Goal of the exercise:
Return the records unchanged, from the first line through the line that contains "x=135 y=108", with both of those lines included.

####################

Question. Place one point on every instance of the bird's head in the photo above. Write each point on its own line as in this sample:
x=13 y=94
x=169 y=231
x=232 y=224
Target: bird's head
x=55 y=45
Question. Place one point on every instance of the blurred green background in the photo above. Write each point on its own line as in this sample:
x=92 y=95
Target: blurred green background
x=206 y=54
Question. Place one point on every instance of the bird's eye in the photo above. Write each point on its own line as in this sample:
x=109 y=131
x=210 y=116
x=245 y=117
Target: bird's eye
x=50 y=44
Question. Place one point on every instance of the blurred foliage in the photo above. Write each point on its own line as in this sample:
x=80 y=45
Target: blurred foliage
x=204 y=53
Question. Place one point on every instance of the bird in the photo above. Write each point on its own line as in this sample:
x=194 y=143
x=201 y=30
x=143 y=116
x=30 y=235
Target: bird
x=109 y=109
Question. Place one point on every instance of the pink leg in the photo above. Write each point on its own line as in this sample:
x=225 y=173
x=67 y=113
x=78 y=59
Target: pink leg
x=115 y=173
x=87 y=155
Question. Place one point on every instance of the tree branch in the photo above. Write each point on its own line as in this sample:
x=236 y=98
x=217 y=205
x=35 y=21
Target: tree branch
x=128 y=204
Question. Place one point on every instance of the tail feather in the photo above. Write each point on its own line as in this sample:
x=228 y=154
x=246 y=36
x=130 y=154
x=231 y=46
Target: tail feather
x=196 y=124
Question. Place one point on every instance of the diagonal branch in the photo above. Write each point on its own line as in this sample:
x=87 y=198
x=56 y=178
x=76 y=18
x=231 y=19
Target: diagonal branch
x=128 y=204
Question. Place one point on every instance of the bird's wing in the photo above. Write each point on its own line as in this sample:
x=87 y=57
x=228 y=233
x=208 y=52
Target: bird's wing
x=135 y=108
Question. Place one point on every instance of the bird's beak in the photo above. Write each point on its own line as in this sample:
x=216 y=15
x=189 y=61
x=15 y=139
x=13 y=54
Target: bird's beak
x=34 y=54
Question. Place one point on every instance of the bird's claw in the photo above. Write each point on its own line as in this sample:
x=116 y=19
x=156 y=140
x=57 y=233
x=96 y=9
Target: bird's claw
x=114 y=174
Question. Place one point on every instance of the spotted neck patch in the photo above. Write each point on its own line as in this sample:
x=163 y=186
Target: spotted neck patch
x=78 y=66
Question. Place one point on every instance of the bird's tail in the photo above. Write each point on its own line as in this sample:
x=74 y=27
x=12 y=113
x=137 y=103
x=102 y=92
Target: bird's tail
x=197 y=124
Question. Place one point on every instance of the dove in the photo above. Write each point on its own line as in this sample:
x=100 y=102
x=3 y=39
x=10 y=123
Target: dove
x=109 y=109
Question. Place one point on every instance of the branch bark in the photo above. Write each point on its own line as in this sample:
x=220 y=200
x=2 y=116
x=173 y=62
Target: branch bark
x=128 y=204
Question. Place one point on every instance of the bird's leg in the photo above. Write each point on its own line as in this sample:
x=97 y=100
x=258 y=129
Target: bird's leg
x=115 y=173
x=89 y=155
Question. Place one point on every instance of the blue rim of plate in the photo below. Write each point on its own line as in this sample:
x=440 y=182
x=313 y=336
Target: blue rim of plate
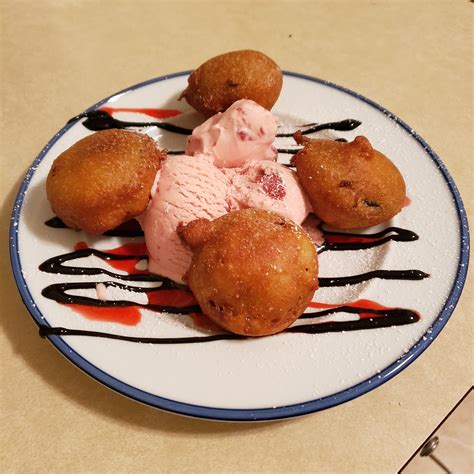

####################

Reply:
Question. Place one point on every instance of the bird's head in the photo above. Write each point on its own line as in this sample:
x=13 y=94
x=169 y=231
x=232 y=224
Target: bird's head
x=55 y=45
Question. Place one point on every instance of the blurred green background in the photo above. Write each point on its own line as in this sample:
x=92 y=95
Target: blurred green background
x=206 y=54
Question. Place one point on every instance of the bird's eye in the photo above. Write each point on its own line as in this sample:
x=109 y=131
x=210 y=116
x=245 y=117
Target: bird's eye
x=50 y=44
Question. Place one point on every instance of the blurred foliage in the photo above. Write each point on its own line as in this sample:
x=80 y=45
Target: blurred foliage
x=204 y=53
Question. Place one point on every instance of the bird in the photo above. Write each point on its own line as in this sample:
x=194 y=143
x=201 y=30
x=143 y=116
x=30 y=235
Target: bird
x=109 y=109
Question. Place one point on every instance of the pink leg in the photo above. Write each point on its own line as in this sample:
x=225 y=173
x=67 y=113
x=78 y=59
Target: pink leg
x=115 y=173
x=87 y=155
Question. Place one point on every instance of the tree branch in the photo above. Write each point on its own line as in this sample:
x=236 y=98
x=217 y=205
x=35 y=21
Target: tree branch
x=128 y=204
Question. Place one point on every instance of the tail feather in the photo above. Write each point on its own line as in this sample:
x=228 y=154
x=246 y=36
x=130 y=154
x=231 y=46
Target: tail feather
x=196 y=124
Question. Place one point on every instance of the diagonal branch in the photo above. Write each point on its own line as in this sample:
x=87 y=198
x=56 y=178
x=76 y=18
x=231 y=19
Target: diagonal branch
x=128 y=204
Question. Place one point on every instance of the bird's wing in the photo above. Write each point on its own line as in this sample:
x=87 y=57
x=228 y=233
x=208 y=52
Target: bird's wing
x=135 y=108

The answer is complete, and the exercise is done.